What to do:
A – In the article on the album 801 Live, recast the paragraph beginning "801 Live is the first live album by 801" as a short list that keeps its main facts.
B – Carry on the article about the album 801 Live past its last sentence.

Document extract:
## BEGIN
Live album by 801
- Released: November 1976 (UK) March 1978 (North America)
- Recorded: 3 September 1976
- Venues: Queen Elizabeth Hall, London
- Genres: Experimental rock, art rock, progressive rock
- Length: 46:26 (LP) 56:59 (1999 Reissue) 114:13 (Live Collectors Edition)
- Labels: Island, Polydor, Expression
- Producer: 801

801 chronology
|  | 801 Live (1976) | Listen Now (1977) |

= 801 Live =

801 Live is the first live album by 801. It was originally released by Island Records in the UK (cat. no. ILPS 9444) in November 1976. It was subsequently released by Polydor Records in North America (cat. no PD-1-6148) in March 1978.

In 1976, while guitarist Phil Manzanera's band Roxy Music was on hiatus, 801 got together as a temporary project and began rehearsing at Island Studios, Hammersmith, about three weeks before their first concert.
## END
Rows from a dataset
## BEGIN
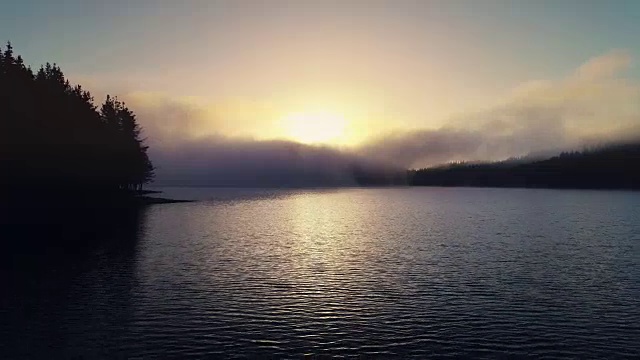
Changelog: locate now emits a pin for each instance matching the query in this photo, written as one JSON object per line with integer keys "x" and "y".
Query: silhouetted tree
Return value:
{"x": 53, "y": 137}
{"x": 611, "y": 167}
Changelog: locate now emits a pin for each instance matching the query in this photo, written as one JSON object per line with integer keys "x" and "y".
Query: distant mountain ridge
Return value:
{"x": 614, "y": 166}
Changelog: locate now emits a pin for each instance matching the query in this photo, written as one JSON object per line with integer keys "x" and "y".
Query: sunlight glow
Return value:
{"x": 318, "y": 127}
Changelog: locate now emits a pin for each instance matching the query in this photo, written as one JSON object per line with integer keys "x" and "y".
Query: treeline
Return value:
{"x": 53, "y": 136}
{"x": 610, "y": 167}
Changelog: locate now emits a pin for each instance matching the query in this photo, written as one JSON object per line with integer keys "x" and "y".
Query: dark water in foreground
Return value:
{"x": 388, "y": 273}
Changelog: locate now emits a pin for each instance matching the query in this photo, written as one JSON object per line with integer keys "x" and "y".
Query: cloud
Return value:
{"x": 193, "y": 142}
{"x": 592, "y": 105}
## END
The responses:
A –
- First live album by 801
- UK release: Island Records, November 1976 (cat. no. ILPS 9444)
- North American release: Polydor Records, March 1978 (cat. no PD-1-6148)

B –
801 performed three concerts: in Norfolk, at the Reading Festival, and on 3 September at London's Queen Elizabeth Hall. The final concert was recorded and released as the album 801 Live. The music consisted of selections from albums by Phil Manzanera, Brian Eno and Quiet Sun, plus covers of The Beatles' "Tomorrow Never Knows" and The Kinks' "You Really Got Me".

Released at the height of the punk rock revolution in the UK, the LP was not a major commercial success, but it sold well internationally, particularly in Australia, where it was heavily promoted by the ABC's new 24-hour rock station Double Jay (2JJ), and because it gained rave reviews from critics both for the superb performances by the musicians and for its groundbreaking sound quality.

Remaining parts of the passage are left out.